To do —
Output all entries verbatim.

(Dataset begins)

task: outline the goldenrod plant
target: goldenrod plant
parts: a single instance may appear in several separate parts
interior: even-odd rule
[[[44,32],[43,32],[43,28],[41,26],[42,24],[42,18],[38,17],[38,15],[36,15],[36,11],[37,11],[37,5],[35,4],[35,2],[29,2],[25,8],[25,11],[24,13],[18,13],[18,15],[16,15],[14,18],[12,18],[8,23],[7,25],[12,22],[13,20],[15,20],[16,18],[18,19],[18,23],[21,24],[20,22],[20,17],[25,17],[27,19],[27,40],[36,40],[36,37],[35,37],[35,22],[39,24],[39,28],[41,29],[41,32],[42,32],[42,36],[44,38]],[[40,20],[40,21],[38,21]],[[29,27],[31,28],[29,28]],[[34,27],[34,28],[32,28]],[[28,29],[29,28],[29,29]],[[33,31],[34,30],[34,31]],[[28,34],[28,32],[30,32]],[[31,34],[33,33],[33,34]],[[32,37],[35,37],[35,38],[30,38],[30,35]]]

(Dataset ends)

Answer area —
task: outline the goldenrod plant
target: goldenrod plant
parts: a single instance may appear in several separate parts
interior: even-odd rule
[[[44,32],[43,32],[43,28],[41,26],[42,24],[42,18],[38,17],[38,15],[36,15],[36,11],[37,11],[37,5],[35,4],[35,2],[29,2],[25,8],[25,11],[24,13],[18,13],[18,15],[16,15],[14,18],[12,18],[8,23],[7,25],[12,22],[13,20],[15,20],[16,18],[18,19],[18,23],[21,24],[20,22],[20,17],[25,17],[27,19],[27,40],[36,40],[36,37],[35,37],[35,22],[39,24],[39,28],[41,29],[41,32],[42,32],[42,36],[44,38]],[[40,20],[40,21],[38,21]],[[29,27],[31,28],[29,28]],[[34,27],[34,28],[32,28]],[[28,29],[29,28],[29,29]],[[33,31],[34,30],[34,31]],[[28,34],[28,32],[30,32]],[[31,34],[33,33],[33,34]],[[32,37],[35,37],[35,38],[30,38],[30,35]]]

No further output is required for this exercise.